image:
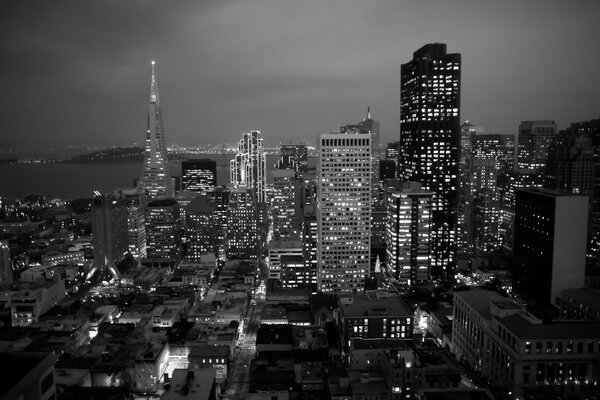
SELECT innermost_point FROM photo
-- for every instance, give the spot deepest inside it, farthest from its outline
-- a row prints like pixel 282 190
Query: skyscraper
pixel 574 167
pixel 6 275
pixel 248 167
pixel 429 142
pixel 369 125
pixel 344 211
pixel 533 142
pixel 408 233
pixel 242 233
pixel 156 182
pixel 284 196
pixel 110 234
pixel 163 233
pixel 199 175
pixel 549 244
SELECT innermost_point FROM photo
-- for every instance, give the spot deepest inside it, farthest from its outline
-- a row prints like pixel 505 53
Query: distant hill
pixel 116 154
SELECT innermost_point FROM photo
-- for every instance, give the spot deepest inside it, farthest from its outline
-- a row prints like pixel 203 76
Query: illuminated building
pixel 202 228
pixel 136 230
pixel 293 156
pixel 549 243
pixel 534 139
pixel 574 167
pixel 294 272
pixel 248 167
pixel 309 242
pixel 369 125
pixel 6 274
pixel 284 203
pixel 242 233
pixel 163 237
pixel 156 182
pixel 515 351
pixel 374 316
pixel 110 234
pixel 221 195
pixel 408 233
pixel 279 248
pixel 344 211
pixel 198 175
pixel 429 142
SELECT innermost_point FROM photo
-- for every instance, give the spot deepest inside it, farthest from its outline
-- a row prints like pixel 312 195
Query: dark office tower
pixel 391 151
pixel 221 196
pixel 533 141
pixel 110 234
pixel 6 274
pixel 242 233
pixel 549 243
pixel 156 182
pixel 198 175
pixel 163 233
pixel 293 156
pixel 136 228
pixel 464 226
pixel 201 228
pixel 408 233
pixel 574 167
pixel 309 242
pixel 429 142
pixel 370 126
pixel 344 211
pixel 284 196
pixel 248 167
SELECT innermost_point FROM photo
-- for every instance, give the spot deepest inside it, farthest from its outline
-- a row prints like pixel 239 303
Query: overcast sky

■ Your goal: From the first line above through the line containing "-- a row prints like pixel 282 190", copy everything exactly, without the pictures.

■ Your response:
image:
SELECT innermost_point FROM photo
-- for every instance, give the spot deepest inside it, farthest from its outline
-- a row prints like pixel 282 190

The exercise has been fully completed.